>> Begin Passage given

Oh, that phrase! Of course, people in the know and who believe that the globe is indeed warming up studiously issued disclaimers – and valid they are – that taking isolated incidents, charismatic or not, as evidence of climate change is unwarranted. Climate change is not a one-off thing; rather it is a matter of sustained change that would tend to have unpredictable outcomes; the best the scientific community is able to do is to predict outcomes with varying levels of confidence, but never with certainty. This is how IPCC Assessment reports come to resemble a mathematician’s paradise, going beyond the ken of normal people (that is my value judgment – mathematicians are not normal people!).
Now, we have had unseasonal rain across many regions of India this spring and farmers have suffered heavy losses. But the events and also the suffering of the farmers are not charismatic enough. Why do I care about farmers in Madhya Pradesh? I get my grains and cereals, and vegetables too from my neighborhood store or street vendors. As far as I am concerned, there is no charisma to these unseasonal rains.
As much as I have scoured newspapers, I have not come across any instance of anyone even hinting that this could be the result of climate change. Why this step-motherly treatment to droughts, rains, floods that affect farmers as compared to similar events of high consequence in urban areas and at religious shrines?

>> End Passage given

> [Directions]: Revise the stretch of the climate change passage from "Oh, that phrase!" through "not normal people!).", using "caveats" in place of "disclaimers". Work from the climate change passage alone.

>> Begin Entries

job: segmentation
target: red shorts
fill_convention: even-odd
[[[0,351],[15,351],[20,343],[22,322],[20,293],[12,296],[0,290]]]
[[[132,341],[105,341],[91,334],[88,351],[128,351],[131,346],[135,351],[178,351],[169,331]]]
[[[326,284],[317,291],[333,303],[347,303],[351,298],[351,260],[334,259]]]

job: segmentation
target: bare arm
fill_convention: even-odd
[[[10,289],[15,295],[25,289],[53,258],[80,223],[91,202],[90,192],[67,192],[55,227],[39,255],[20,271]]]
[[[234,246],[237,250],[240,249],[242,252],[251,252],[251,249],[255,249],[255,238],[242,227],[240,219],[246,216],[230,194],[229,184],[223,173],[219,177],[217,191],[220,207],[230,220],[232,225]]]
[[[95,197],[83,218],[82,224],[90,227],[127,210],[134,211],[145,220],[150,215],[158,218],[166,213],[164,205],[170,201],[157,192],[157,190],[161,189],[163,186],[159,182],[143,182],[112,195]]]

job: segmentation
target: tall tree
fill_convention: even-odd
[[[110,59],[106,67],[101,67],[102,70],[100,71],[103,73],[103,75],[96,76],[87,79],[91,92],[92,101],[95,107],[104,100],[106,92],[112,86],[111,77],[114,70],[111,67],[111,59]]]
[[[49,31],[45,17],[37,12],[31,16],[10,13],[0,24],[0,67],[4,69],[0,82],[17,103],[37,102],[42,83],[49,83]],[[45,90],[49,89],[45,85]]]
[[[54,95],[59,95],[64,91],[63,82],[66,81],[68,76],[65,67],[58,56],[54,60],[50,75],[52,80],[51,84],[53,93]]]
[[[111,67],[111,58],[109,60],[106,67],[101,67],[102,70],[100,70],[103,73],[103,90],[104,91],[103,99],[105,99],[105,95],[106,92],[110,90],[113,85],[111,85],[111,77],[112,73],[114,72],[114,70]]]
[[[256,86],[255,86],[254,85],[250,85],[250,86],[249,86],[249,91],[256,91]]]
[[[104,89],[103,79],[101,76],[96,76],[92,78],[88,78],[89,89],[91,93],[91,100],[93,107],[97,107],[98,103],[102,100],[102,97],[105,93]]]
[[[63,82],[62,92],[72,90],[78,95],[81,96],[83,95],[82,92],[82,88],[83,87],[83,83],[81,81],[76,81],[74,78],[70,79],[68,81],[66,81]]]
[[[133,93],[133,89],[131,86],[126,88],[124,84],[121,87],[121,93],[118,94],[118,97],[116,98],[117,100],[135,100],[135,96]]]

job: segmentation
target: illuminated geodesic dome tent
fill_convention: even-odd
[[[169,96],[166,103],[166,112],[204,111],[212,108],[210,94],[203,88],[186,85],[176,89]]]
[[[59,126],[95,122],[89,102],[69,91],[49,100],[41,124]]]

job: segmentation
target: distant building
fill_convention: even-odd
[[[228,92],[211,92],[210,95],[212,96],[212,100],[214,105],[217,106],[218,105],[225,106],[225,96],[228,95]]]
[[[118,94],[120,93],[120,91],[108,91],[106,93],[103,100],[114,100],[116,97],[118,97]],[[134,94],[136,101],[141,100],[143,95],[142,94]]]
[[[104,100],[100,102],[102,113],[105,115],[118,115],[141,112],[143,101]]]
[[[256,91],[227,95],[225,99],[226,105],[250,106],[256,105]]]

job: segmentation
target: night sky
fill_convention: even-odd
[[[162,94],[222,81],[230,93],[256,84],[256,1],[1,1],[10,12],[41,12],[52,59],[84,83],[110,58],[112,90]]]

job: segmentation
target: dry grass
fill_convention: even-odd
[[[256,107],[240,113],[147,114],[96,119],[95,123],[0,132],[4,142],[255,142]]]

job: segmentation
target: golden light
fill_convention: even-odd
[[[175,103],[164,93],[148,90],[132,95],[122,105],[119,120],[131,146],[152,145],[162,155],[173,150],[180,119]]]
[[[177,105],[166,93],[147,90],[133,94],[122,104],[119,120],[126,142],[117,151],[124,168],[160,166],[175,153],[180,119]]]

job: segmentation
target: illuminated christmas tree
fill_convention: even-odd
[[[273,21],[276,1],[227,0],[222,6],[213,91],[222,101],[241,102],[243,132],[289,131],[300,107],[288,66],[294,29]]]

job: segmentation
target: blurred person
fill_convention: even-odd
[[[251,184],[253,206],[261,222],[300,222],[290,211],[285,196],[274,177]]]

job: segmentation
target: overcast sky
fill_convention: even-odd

>> End Entries

> [Answer for the task]:
Oh, that phrase! Of course, people in the know and who believe that the globe is indeed warming up studiously issued caveats – and valid they are – that taking isolated incidents, charismatic or not, as evidence of climate change is unwarranted. Climate change is not a one-off thing; rather it is a matter of sustained change that would tend to have unpredictable outcomes; the best the scientific community is able to do is to predict outcomes with varying levels of confidence, but never with certainty. This is how IPCC Assessment reports come to resemble a mathematician’s paradise, going beyond the ken of normal people (that is my value judgment – mathematicians are not normal people!).